## Request 1
Reproduce the lines of the records below without alteration, beginning at the line that contains "In this exercise you will pick out the yellow-tan" and continuing through the final line of the records.

* * *

[
https://issues.apache.org/jira/browse/SOLR-12094?page=com.atlassian.jira.plugin.system.issuetabpanels:comment-tabpanel&focusedCommentId=16428179#comment-16428179
]
Dawid Weiss commented on SOLR-12094:
------------------------------------
I understand the concept of "streaming" imports, but this just seems wrong to
me here. An analogy here would be XSLT or other technologies where the
implementation permits efficient "streaming" mode in certain cases, unless the
input makes it impossible.
I perceive a similar situation here: the parser should be able to handle the
input efficiently if possible, but should also give the possibility for
processing any type of input, even such that cannot be processed without
bookkeeping of some history. Sure, an abuse case of millions of split nodes
awaiting a single attribute is possible, but even then it'd be simpler to just
say "yeah, buffer up until you can emit the output" than modify the structure
of such a json (write a converter so that the nested nodes are always placed at
the end of the parent).
[~awislowski] do you think you'd be able to modify the patch so that it accepts
an argument and switches between the 'strict streaming' mode and 'relaxed'
mode? In 'strict streaming' mode there should be no buffering and the parser
should complain with an exception if it encounters extra nodes after the split.

* * *

## Request 2
Write out the portion of the issue comment above that begins at the words "I perceive a" and ends after the words "of the parent).", copying it without any change.

## Dataset excerpt
* * *

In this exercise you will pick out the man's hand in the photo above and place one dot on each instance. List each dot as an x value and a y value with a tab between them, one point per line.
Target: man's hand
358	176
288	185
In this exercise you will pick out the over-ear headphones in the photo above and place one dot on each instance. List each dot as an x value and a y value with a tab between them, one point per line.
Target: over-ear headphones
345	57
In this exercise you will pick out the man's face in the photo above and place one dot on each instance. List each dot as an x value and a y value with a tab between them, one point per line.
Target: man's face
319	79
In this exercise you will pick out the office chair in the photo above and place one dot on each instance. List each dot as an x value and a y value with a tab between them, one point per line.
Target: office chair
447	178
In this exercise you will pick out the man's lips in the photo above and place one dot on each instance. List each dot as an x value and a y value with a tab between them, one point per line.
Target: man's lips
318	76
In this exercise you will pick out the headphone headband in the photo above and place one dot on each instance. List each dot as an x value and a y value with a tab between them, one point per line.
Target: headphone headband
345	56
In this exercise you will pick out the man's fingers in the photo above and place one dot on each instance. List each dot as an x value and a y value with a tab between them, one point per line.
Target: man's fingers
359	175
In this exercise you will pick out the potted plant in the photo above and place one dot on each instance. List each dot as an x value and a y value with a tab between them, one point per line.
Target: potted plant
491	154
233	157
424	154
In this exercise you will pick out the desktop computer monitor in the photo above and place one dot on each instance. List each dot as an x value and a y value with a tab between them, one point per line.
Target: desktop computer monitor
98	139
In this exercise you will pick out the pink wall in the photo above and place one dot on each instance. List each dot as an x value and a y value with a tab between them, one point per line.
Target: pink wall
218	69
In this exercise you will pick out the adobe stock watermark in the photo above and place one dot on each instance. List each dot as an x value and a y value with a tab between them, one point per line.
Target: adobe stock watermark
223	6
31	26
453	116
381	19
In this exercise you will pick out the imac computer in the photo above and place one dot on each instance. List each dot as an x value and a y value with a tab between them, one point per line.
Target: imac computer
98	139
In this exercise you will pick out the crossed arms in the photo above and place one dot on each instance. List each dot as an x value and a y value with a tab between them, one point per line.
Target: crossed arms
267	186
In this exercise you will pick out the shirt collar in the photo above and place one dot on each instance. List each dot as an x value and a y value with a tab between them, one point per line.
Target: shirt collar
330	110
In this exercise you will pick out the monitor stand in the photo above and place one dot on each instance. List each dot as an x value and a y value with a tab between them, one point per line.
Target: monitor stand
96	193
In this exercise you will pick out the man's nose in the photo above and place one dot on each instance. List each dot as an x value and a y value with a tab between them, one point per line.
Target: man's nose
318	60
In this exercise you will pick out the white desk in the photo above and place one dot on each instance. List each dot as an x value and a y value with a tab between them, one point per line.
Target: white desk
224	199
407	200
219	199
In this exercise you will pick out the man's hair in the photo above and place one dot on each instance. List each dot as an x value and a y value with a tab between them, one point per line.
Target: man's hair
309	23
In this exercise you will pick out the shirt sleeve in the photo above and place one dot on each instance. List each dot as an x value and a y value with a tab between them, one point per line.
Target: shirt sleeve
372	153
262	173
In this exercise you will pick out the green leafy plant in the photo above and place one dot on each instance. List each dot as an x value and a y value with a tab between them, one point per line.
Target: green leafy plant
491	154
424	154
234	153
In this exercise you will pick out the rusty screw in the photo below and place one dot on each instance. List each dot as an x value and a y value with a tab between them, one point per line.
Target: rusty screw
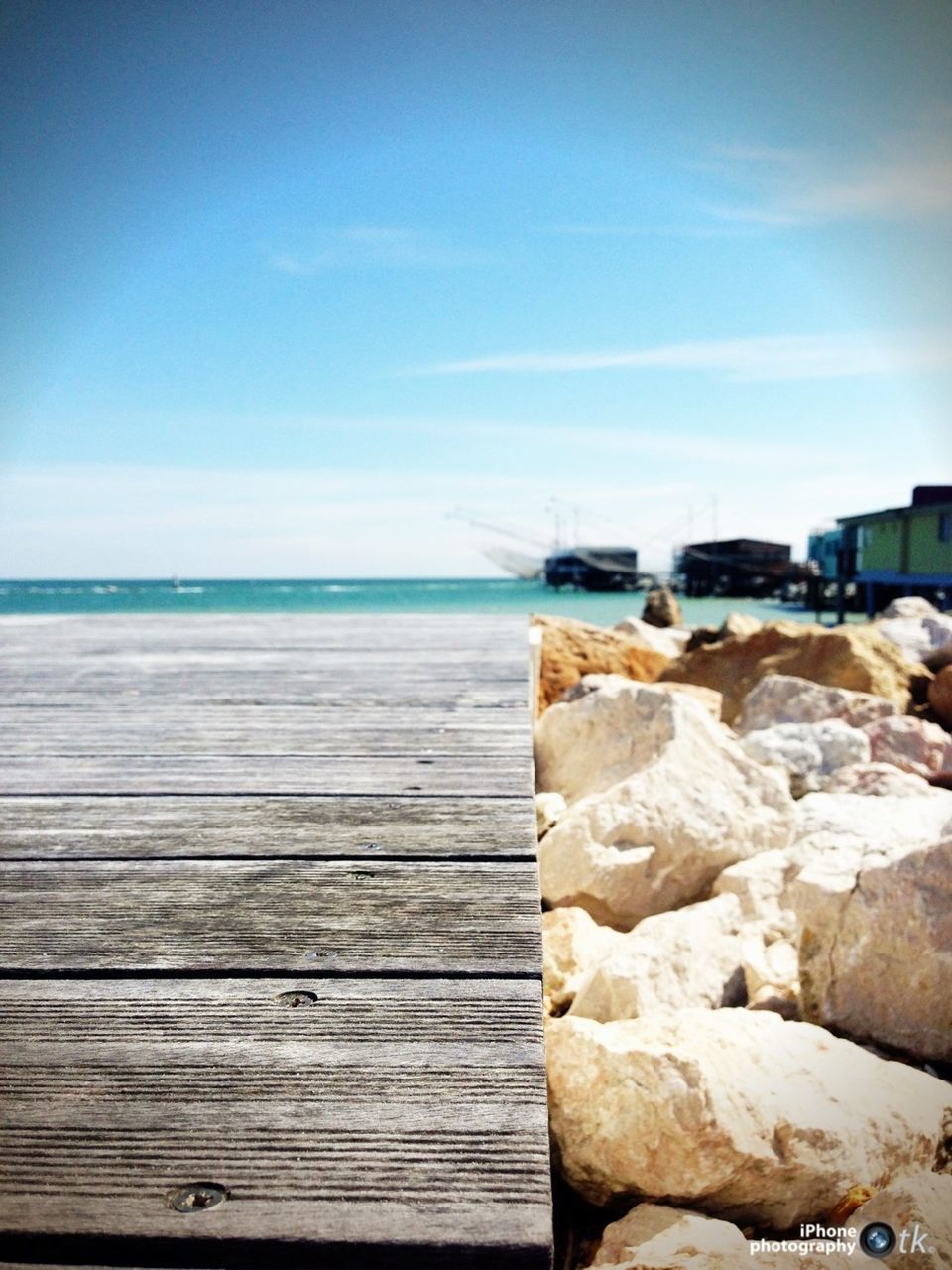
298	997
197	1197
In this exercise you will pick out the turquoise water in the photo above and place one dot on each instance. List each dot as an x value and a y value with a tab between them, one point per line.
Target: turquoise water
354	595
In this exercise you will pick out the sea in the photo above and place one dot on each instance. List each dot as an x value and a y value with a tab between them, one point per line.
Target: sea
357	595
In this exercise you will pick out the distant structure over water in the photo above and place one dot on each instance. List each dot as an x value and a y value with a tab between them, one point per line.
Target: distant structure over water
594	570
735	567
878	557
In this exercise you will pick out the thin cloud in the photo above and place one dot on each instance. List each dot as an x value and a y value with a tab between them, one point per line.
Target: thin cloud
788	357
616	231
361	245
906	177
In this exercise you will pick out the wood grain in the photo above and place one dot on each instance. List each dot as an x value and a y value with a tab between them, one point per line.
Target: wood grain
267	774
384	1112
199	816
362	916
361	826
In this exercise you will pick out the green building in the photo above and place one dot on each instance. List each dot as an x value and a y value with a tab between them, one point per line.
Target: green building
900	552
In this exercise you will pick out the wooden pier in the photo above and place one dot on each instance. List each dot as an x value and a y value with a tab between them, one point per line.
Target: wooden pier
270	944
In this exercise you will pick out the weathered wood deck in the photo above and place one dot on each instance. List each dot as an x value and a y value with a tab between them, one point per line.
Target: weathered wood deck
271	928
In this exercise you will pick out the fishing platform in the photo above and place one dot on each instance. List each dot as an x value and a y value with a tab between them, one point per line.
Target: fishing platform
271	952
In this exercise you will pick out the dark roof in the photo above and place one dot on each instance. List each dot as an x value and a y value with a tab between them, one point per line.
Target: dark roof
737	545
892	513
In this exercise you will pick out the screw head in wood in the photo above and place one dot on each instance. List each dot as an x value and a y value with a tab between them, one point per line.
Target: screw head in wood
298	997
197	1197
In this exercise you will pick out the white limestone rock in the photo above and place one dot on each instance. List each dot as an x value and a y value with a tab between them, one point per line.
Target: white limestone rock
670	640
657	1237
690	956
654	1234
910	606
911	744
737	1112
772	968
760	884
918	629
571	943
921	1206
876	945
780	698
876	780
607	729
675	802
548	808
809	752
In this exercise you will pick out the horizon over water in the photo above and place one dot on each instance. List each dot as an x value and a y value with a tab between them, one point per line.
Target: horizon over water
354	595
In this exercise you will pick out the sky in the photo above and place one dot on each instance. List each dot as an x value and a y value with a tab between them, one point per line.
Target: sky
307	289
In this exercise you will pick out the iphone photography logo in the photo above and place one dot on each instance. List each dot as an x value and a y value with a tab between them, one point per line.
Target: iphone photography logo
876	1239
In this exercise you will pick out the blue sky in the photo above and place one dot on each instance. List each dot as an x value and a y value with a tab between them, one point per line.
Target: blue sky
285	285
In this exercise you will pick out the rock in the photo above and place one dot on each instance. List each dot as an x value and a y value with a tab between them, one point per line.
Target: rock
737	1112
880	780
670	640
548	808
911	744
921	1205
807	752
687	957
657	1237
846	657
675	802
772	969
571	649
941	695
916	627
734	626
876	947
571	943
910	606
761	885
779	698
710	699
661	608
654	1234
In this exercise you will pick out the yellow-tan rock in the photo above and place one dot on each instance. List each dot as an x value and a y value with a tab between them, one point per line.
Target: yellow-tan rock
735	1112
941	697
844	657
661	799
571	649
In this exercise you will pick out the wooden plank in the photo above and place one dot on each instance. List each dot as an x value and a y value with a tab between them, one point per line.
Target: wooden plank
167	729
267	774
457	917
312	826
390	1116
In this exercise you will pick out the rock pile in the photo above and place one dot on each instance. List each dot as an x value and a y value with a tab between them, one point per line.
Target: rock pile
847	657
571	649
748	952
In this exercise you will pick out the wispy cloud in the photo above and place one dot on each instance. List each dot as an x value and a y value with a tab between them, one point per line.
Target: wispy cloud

* * *

## Written reply 1
In this exercise you will pick out the yellow-tan rock in the photo above and place one dot on each instance. List each dot as an x value and a y value with a tab between them, one point per line.
Target: yellow-tan rock
735	1112
941	697
844	657
661	799
571	649
In this exercise you will pick out the wooden plank in the photo above and place one dot on each instance. List each dot as an x value and a y value with a tab between them, one point per line.
Target: wooden plank
167	729
267	774
457	917
312	826
390	1116
In this exercise you will pick out the rock pile in the photo above and place one dot on each instance. List each dot as an x value and a y value with a tab between them, one point per line.
Target: rock pile
847	657
571	649
748	952
In this exercise you will pick out the wispy cloud in the photo above and place one dot on each instance. List each dot as an x value and a y value with a tab between them, one point per line.
Target: wispy cloud

## Written reply 2
I perceive a similar situation here: the parser should be able to handle the
input efficiently if possible, but should also give the possibility for
processing any type of input, even such that cannot be processed without
bookkeeping of some history. Sure, an abuse case of millions of split nodes
awaiting a single attribute is possible, but even then it'd be simpler to just
say "yeah, buffer up until you can emit the output" than modify the structure
of such a json (write a converter so that the nested nodes are always placed at
the end of the parent).